● What the task asks
What lines of the listing include the string "area"? Show them all.

● Data excerpts
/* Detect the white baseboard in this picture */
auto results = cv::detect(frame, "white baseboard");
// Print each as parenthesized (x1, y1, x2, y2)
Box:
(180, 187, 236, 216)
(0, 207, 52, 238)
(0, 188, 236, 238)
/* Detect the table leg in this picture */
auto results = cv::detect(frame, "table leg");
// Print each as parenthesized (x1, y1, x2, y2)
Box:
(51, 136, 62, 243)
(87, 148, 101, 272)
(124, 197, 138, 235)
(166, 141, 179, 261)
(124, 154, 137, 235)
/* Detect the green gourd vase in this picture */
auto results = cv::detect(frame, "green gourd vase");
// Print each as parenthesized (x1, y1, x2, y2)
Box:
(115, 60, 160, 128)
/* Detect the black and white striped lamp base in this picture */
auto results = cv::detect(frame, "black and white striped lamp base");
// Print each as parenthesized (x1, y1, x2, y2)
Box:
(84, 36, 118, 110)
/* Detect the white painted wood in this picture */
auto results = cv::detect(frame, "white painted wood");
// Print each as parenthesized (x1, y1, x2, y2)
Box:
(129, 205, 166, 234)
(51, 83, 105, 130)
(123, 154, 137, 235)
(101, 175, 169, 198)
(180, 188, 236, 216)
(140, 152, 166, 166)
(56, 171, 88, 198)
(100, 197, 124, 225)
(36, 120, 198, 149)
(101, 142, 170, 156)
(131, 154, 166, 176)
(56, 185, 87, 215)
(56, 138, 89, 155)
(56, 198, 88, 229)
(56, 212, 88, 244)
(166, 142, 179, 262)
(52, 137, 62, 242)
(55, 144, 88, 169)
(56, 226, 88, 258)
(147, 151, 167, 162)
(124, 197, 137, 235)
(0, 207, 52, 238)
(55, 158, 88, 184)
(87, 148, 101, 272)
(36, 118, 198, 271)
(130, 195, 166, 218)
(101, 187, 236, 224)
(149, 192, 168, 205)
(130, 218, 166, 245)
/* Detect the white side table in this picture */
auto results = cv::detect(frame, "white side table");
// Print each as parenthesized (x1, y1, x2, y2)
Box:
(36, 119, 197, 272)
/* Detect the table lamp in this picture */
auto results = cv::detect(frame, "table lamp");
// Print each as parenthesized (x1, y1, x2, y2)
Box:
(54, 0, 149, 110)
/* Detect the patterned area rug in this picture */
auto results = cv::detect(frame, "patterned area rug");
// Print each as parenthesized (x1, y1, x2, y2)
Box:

● Task answer
/* Detect the patterned area rug in this picture */
auto results = cv::detect(frame, "patterned area rug");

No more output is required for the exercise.